Défis à relever:
(1) D'après le passage sur La Grande Coco, quels occupants aux statuts différents sont cités parmi les autres futurs occupants ?
(2) Recopiez à l'identique la partie du passage sur La Grande Coco qui commence par les mots contenant « Quelles valeurs défendez-vous » et se termine par « et au territoire. ».
(3) Reprenez le passage sur La Grande Coco à partir de sa dernière phrase et poursuivez-le.

Passage fourni:

::::::::::

Quelles valeurs défendez-vous et de quelle manière vos actions ont-elles un impact sur le territoire ?


Nous défendons des valeurs d’ouverture, de partage, de sobriété environnementale, du changement par le faire et par le faire ensemble dans la mesure du possible, d’ancrage au quartier et au territoire.


Comment définiriez-vous votre lieu ? L’associerez-vous à un " Tiers-Lieu " ?


C’est un lieu en construction, qui se veut ouvert, c’est aussi un lieu de travail et de recherche pour les professionnels, tout autant qu’un lieu pour les voisins du quartier ! la multitude de définitions qui sont associées au terme de Tiers-Lieu et les multiples interprétations qu’en ont les acteurs rendent parfois le positionnement compliqué. Si l’on entend par " Tiers-Lieu " un endroit qui croise plusieurs activités, plusieurs publics, ouvert sur son quartier et portant des valeurs de solidarité et de sobriété, alors La Grande Coco est un Tiers-Lieu.

Le problème de la notion de “Tiers-Lieu” est quelle est maintenant reprise pour des projets tellement différents aux valeurs parfois très éloignées, qu’il devient difficile de vouloir être rassemblés sous un même label.





Les profils des résidents/fondateurs sont-ils homogènes ou éclectiques ? Et en quoi est-ce un projet expérimental, fertile à de nouvelles synergies ?


Les profils des fondateurs et des futurs occupants des espaces de bureau sont assez homogènes : membres de petites structures travaillant dans le secteur de la fabrique de ville et portant l’envie de faire différemment. Mais les personnalités sont très éclectiques !

Les autres futurs occupants ont des statuts différents : cantine associative et Restos du Coeur notamment.

Le projet se veut fertile car il porte en lui la volonté de créer un lieu où se croiseront ceux qui vivent, ceux qui pensent et ceux qui font la ville. Par se croisement nous espérons que des modes de fabrication de la ville plus ancrés pourront émerger.





Quelles difficultés rencontrez-vous ? Pour quand le début des travaux est-il prévu et pour quelle durée ?

Nous avons rencontré une multitude de difficultés qui sont notamment dû au fait que nous soyons un collectif de citoyens souhaitant porter un projet en autopromotion et cela sous la forme d’un bail à construction. L’addition de ces trois particularités ont fait de nous un “mouton à cinq pattes", qui n’entre dans aucune des cases pré-établies des financeurs, investisseurs, assureurs et autres services de la ville.

::::::::::

Enregistrements fournis:
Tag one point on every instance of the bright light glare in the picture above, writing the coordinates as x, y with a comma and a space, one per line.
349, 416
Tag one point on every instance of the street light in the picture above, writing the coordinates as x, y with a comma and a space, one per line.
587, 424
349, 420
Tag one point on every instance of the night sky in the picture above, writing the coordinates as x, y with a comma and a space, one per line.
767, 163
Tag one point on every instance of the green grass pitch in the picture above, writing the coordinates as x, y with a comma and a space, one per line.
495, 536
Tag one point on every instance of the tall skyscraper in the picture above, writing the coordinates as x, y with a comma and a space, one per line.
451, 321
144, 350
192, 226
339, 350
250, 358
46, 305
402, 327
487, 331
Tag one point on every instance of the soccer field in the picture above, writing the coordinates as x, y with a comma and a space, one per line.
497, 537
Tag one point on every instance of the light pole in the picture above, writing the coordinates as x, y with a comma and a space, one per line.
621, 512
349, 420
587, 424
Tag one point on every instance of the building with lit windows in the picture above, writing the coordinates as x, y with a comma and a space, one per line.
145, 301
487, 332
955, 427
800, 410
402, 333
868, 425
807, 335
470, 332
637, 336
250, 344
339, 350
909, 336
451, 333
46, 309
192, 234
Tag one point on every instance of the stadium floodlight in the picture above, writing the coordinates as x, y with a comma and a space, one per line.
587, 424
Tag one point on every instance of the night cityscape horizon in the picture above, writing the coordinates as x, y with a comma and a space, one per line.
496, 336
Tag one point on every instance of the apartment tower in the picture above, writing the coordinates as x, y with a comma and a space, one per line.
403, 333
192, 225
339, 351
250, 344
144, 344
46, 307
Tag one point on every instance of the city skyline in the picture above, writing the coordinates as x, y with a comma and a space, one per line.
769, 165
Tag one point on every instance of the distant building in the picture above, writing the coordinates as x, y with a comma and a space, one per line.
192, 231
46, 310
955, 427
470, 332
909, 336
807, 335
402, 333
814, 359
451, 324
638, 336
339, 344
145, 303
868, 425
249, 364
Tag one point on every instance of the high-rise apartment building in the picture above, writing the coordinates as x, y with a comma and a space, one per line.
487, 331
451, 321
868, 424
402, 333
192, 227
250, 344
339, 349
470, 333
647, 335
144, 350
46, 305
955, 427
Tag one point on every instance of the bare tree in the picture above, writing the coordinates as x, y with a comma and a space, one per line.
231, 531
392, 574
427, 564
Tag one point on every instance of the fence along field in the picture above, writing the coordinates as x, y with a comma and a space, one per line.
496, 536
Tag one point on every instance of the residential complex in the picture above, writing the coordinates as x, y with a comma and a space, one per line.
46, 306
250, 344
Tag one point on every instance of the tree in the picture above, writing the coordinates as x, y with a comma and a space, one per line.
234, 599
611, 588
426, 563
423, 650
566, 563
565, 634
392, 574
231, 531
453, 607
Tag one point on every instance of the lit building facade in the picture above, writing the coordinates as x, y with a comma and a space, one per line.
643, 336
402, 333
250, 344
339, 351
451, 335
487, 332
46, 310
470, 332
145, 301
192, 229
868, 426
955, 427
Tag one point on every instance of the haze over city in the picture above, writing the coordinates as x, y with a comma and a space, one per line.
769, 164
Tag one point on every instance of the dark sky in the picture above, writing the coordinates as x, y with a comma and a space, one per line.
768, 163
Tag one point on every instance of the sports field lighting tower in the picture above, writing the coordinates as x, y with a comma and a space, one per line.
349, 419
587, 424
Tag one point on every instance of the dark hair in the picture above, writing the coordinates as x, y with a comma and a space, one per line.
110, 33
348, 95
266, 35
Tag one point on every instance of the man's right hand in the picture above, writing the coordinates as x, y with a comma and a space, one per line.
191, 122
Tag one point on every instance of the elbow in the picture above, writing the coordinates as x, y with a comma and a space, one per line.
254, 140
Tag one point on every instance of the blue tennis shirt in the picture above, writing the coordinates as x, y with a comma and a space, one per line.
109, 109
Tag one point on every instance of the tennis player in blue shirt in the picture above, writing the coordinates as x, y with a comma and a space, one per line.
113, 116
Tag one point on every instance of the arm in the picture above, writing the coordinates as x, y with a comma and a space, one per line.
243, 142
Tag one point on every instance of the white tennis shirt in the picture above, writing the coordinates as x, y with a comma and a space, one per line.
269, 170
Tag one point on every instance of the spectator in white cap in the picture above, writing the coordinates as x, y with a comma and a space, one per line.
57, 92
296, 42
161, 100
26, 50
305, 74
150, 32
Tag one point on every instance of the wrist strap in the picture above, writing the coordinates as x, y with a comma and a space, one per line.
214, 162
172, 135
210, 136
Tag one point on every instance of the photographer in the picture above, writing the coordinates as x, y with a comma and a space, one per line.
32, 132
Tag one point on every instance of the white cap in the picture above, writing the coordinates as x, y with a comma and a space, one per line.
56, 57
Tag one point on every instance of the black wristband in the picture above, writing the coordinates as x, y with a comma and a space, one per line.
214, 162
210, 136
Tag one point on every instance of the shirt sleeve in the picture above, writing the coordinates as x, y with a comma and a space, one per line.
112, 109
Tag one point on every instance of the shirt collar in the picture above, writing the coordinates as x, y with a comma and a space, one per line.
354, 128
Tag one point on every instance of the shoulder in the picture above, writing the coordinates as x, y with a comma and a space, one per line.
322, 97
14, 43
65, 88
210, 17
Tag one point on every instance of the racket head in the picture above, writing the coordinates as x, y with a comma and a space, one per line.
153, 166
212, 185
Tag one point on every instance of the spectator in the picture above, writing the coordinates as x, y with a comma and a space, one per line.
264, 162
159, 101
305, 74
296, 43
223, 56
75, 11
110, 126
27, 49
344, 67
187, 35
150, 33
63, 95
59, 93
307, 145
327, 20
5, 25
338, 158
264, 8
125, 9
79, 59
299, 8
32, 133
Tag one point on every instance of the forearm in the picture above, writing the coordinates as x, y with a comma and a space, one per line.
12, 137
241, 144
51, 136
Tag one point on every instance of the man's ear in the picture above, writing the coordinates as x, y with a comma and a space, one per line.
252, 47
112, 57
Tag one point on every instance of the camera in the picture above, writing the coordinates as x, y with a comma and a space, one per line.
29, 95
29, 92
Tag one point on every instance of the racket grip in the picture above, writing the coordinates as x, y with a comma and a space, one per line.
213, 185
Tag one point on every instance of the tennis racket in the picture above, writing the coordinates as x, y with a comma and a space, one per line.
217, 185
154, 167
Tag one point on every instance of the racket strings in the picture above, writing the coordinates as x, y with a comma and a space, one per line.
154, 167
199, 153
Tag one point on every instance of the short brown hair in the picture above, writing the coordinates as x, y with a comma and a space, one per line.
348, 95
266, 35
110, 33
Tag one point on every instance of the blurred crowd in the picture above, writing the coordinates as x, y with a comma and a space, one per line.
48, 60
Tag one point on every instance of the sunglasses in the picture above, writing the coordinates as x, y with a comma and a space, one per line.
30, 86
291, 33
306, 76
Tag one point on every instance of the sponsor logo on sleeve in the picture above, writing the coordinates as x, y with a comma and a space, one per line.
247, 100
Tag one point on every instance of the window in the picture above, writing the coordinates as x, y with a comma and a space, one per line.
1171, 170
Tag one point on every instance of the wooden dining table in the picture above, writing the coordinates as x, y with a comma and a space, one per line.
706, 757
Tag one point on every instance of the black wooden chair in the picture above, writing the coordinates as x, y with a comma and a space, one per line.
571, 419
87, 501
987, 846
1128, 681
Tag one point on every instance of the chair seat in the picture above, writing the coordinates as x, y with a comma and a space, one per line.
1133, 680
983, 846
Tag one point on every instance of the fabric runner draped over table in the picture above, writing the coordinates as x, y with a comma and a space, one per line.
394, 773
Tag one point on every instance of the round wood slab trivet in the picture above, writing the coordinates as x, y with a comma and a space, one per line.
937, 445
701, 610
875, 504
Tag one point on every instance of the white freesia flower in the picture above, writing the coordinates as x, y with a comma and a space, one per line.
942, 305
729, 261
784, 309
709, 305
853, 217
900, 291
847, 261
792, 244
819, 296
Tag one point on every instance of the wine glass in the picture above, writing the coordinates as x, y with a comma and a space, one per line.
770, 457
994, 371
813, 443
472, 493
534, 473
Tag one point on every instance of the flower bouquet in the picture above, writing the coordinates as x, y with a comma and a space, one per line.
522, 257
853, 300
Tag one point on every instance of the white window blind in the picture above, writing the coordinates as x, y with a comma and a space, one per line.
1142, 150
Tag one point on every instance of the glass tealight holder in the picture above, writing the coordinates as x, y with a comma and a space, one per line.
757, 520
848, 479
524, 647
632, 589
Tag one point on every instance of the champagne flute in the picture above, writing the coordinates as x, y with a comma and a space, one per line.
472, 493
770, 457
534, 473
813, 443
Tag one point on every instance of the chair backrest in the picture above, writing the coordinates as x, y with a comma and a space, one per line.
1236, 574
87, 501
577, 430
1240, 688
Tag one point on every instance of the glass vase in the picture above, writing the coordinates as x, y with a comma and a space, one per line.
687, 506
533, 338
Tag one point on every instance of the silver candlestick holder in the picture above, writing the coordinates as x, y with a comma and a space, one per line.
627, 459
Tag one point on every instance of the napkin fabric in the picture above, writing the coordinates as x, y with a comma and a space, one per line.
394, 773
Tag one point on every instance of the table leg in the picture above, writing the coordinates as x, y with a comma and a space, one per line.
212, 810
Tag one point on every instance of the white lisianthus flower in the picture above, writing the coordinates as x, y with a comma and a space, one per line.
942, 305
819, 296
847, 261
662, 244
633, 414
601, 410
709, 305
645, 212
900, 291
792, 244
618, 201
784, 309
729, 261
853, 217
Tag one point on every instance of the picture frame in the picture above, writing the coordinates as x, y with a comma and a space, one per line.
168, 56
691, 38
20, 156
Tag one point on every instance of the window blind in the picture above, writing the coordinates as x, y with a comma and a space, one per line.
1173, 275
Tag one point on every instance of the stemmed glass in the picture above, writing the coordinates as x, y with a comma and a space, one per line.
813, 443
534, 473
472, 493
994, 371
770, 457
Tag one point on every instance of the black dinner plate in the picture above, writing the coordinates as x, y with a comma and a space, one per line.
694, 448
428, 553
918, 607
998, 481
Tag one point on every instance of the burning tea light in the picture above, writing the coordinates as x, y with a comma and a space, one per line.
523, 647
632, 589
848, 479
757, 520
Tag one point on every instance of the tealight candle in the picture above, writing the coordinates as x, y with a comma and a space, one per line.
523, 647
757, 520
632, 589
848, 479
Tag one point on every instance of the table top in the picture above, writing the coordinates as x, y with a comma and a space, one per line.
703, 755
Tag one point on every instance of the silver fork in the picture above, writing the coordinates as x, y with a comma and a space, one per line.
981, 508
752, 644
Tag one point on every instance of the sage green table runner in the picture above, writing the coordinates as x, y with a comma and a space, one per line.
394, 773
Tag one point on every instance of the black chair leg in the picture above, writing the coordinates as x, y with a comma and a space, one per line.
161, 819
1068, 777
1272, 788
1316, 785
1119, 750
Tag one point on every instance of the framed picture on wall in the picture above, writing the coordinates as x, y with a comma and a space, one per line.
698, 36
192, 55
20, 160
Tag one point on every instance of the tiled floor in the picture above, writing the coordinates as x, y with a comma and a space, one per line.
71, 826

::::::::::

Réponses aux défis:
(1) Une cantine associative et les Restos du Coeur.

(2)
Quelles valeurs défendez-vous et de quelle manière vos actions ont-elles un impact sur le territoire ?


Nous défendons des valeurs d’ouverture, de partage, de sobriété environnementale, du changement par le faire et par le faire ensemble dans la mesure du possible, d’ancrage au quartier et au territoire.

(3)
Le début des travaux est prévu pour l’automne 2021 et durera 24 mois.





Dans votre démarche de revalorisation éco-responsable d’un espace historique, quels aménagements prévoyez-vous ? La structure va t’elle être complètement modifiée ou souhaitez-vous garder des éléments en mémoire du lieu ?


Notre action sur le bâtiment se scindera entre une partie de réhabilitation sur le bâtiment donnant sur rue et une partie de construction neuve en structure bois paille du coté du fond de la parcelle.

Nous souhaitons effectivement pouvoir réemployer le plus de matériaux possible, pour cela nous avons inclus ce volet dans l’ensemble des études de maitrise d’oeuvre, mais aussi dans les contrats que l’on a passé avec les entreprises qui réaliseront.

Nous avons notamment travaillé avec Depuis 1920, spécialistes de réemploi, ou encore réalisé un workshop avec des étudiants de l’école de Belleville. Dont une partie des travaux sont maintenant exposés à La Grande Coco.

Un travail fin sur les questions d’isolation et de ventilation est aussi mené. Nous allons notamment réaliser un workshop sur la réalisation d’un enduit en paille et plâtre.

D’un point de vue esthétique nous allons garder des traces de l’histoire du lieu, mais également redonner son éclat à la façade historique du bâtiment.






Il y a t’il des connexions actuelles ou de prévues avec des structures du quartier de Belleville ? Avez-vous mis des partenariats en place ?


Les deux confinements ont pas mal entravé le développement de nos partenariats, cependant nous avons pu tisser des liens réguliers et d’autres plus ponctuels, comme le résume le schéma ci-dessous.



Quelles vocations auront les différents espaces ? Comment visualisez-vous la cohabitation des différentes domaines d’activités/profils du lieu pour le rendre intelligible et ouvert à tous ?

Voici comment seront réparties les activités dans les différents espaces. Il y a une sorte de gradation du bas vers le haut, les espaces du bas donnant sur rue étant les plus ouverts au grand public, les deux étages du haut sont des espaces de bureau, et le premier étage sera ouvert selon les activités qui y seront développées.



Quels types de structures aimeriez-vous inciter à vous contacter pour de futures collaborations ?


Nous sommes ouverts à toutes les structures pour pouvoir discuter et voir ce que l’on pourrait faire ensemble. Cependant l’approche du début du chantier va probablement bouleverser les équilibres qui s’étaient installés.


Que pouvons-nous vous souhaiter en cet automne 2021 ?


Le 29 septembre dernier nous avons signé notre bail à construction avec la ville de Paris, ce qui nous donne le droit de commencer les travaux !

Les travaux commenceront début novembre (la nuit blanche était un peu notre dernière ouverture de taille). J'imagine que pour la fin de l'année 2021 on peut nous souhaiter un chantier qui se déroule sans accros ou mauvaises surprises.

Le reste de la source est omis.